*TRAVAIL À FAIRE:*
[a] Pour chacune des affirmations suivantes, dites par oui ou par non si elle concorde avec l'extrait sur la Françafrique, en citant mot pour mot les termes de l'extrait qui tranchent la question : (i) la Françafrique a été mise en place par le général de Gaulle ; (ii) la phrase « le temps est un enfant qui joue » est attribuée à Confucius ; (iii) le communisme est présenté comme enterré.
[b] Recopiez fidèlement le passage de l'extrait sur la Françafrique qui s'ouvre sur les mots contenant « Omar Bongo et Mobutu Omar » et se referme sur « univers sui generis. ».

*EXTRAIT SOURCE:*
Robert Bourgi© rtl.fr

Profitant de la lâcheté et de l’inféodation des gouvernants mais aussi de la crédulité des gouvernés, les banquiers se sont emparés, dans l’impunité totale, de la richesse mondiale. Ils doivent leur colossale fortune à des décennies de manœuvres dolosives couvertes par un système cousu sur mesure pour leurs basses besognes.

Malheureusement, la cupidité n’est pas l’affaire des uniques banquiers. L’avocat Robert Bourgi parle sans vergogne de ses nombreuses années passées au service de la Françafrique, ces réseaux mafieux mis en place par le général de gaulle pour empêcher la vraie décolonisation de l’Afrique. Mais "le temps est un enfant qui joue", disait Héraclite. Et son jeu d'aujourd’hui est de dénouer les liens qui entravent les opprimés. Alassane Ouattara de la Côte d’Ivoire comme les révolutionnaires libyens doivent comprendre qu’ils ne doivent rien à Sarkozy, Cameron et Obama. Si, pour une fois, ils se sont mis du côté de la liberté, c’est uniquement pour leurs objectifs stratégiques. La démocratie et les droits de l’homme ne sont nullement leurs motivations premières mais leurs prétextes.

++Le temps des tyrans est révolu. Le communisme est enterré, le capitalisme est malade de ses excès, la Françafrique est aux abois ++

Le temps des tyrans est révolu. Le communisme est enterré, le capitalisme est malade de ses excès, la Françafrique est aux abois. Un monde s’effondre. L’horizon est dégagé pour la marche des opprimés. C’est de cette bonne nouvelle que je voudrais m’entretenir avec les gens d’Afrique. Cette bourrasque qui souffle à travers le monde ne nous laissera pas indemnes. Nous ne sommes pas des proto-humains, nous ne serons pas en marge de ce grand bouleversement de l’humanité.

Omar Bongo et Mobutu Omar Bongo et Mobutu

Certes, nous ne sommes plus du temps des Idi Amin Dada, Bokassa et Mobutu, mais il reste des résidus persistants de cette sombre période et le défi immense du développement nous attend. Le chemin est encore long, très long pour arriver à bout des guerres civiles, de la sécheresse, de la famine...

Très long, mais "un voyage de mille lieues commence par un premier pas" enseignait le sage Confucius. Commençons donc à changer les paradigmes, émancipons-nous des cancans, renonçons à ces théories mentalement confortables mais ô combien stériles et intellectuellement dépravantes. Pour nous construire un devenir mirifique, n’hésitons pas à tremper nos mains dans la boue et la bouse, à sortir des sentiers battus, à emprunter des chemins de traverse, à fomenter des barbarismes, des utopies, des univers sui generis.

Préservons-nous du mur de la honte, cet édifice qui s’érige et se solidifie avec la mise sous le boisseau de nos capacités réelles, cette barrière qui s’installe entre nous et nous-mêmes, qui dresse à quelques encablures les frontières du possible, nous contraint à la résignation et nous empêche d’aller chercher au tréfonds de notre conscience les ressources nécessaires pour défier les marées et les tornades, les déserts et les fournaises. Notre crédo est d’exercer une lieutenance sur notre destin.

*INFORMATIONS FOURNIES:*
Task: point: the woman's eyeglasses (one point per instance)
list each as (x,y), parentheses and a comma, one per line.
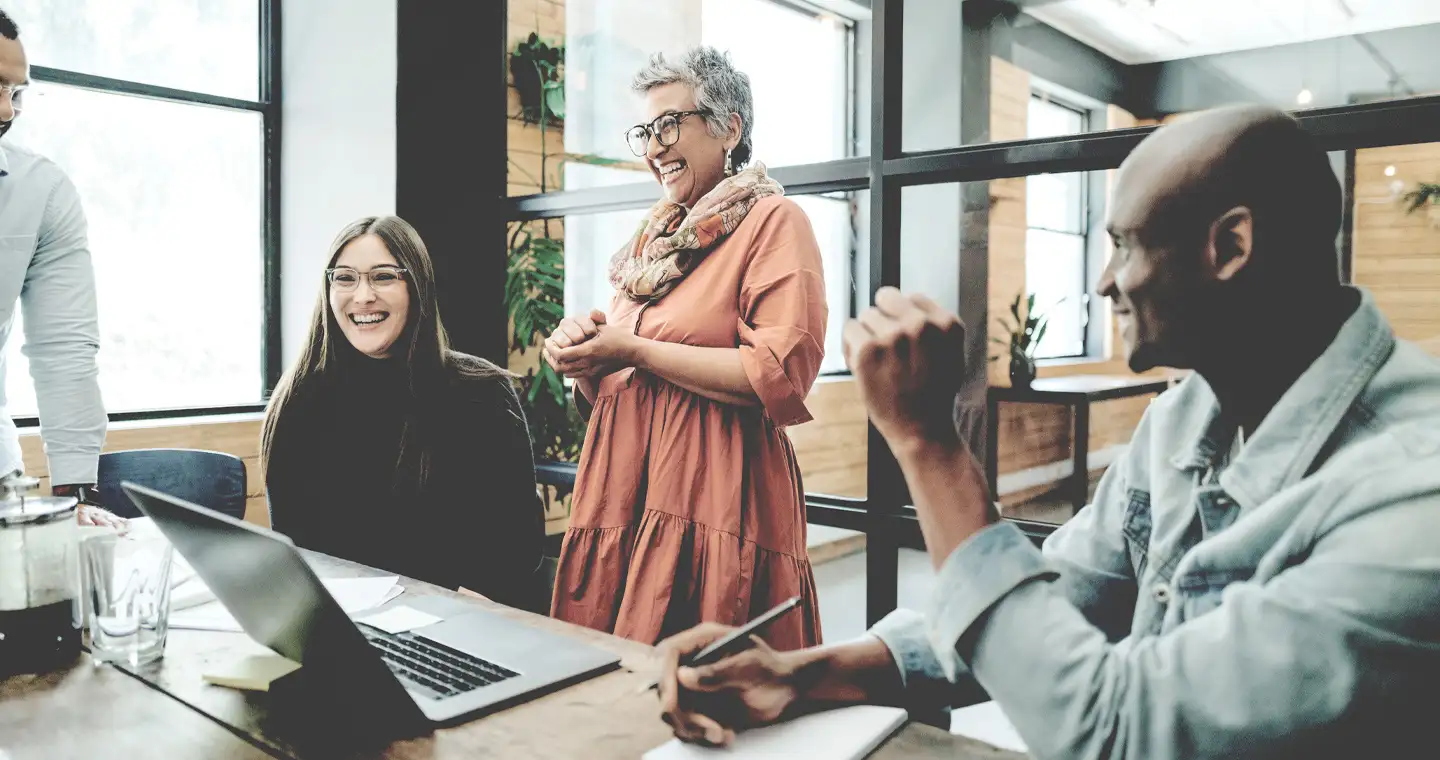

*RÉPONSES:*
[a]
(i) Oui : « ces réseaux mafieux mis en place par le général de gaulle »
(ii) Non : « "le temps est un enfant qui joue", disait Héraclite »
(iii) Oui : « Le communisme est enterré »

[b]
Omar Bongo et Mobutu Omar Bongo et Mobutu

Certes, nous ne sommes plus du temps des Idi Amin Dada, Bokassa et Mobutu, mais il reste des résidus persistants de cette sombre période et le défi immense du développement nous attend. Le chemin est encore long, très long pour arriver à bout des guerres civiles, de la sécheresse, de la famine...

Très long, mais "un voyage de mille lieues commence par un premier pas" enseignait le sage Confucius. Commençons donc à changer les paradigmes, émancipons-nous des cancans, renonçons à ces théories mentalement confortables mais ô combien stériles et intellectuellement dépravantes. Pour nous construire un devenir mirifique, n’hésitons pas à tremper nos mains dans la boue et la bouse, à sortir des sentiers battus, à emprunter des chemins de traverse, à fomenter des barbarismes, des utopies, des univers sui generis.